- _WORK REQUIRED_
Begin at the line that contains "--target=green tree --mode=segment" and repeat every line from there to the end of the records below, inclusive, without adding any other line.

══ PROVIDED ENTRIES

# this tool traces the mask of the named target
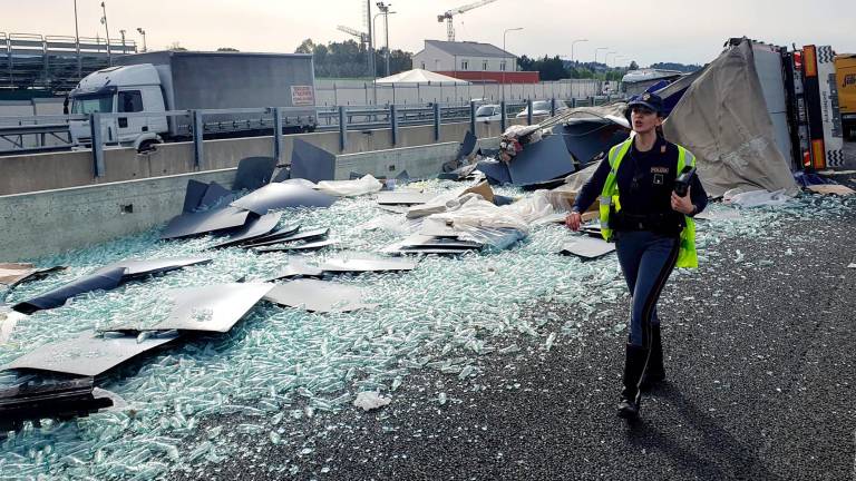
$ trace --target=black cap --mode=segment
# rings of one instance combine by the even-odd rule
[[[629,109],[633,109],[635,106],[645,107],[655,111],[658,115],[663,115],[663,99],[656,94],[644,92],[628,104]]]

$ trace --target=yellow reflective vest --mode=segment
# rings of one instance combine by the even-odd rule
[[[603,190],[601,190],[601,235],[606,242],[613,240],[613,230],[610,226],[610,212],[615,208],[615,212],[621,210],[621,202],[619,200],[619,181],[617,171],[621,161],[630,151],[630,147],[633,145],[633,137],[624,140],[623,143],[612,147],[607,157],[610,163],[610,174],[606,176],[606,181],[603,184]],[[690,166],[696,167],[696,156],[685,148],[678,146],[678,171],[682,171],[683,167],[689,163]],[[681,247],[678,253],[677,267],[698,267],[699,257],[696,253],[696,222],[690,216],[684,216],[684,227],[681,230]]]

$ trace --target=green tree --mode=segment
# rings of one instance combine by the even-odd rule
[[[315,42],[312,39],[303,40],[294,50],[294,53],[312,53],[315,51]]]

════

- _FINISHED ANSWER_
$ trace --target=green tree --mode=segment
# rings of one instance combine by the even-odd rule
[[[315,42],[312,39],[303,40],[294,50],[294,53],[312,53],[315,51]]]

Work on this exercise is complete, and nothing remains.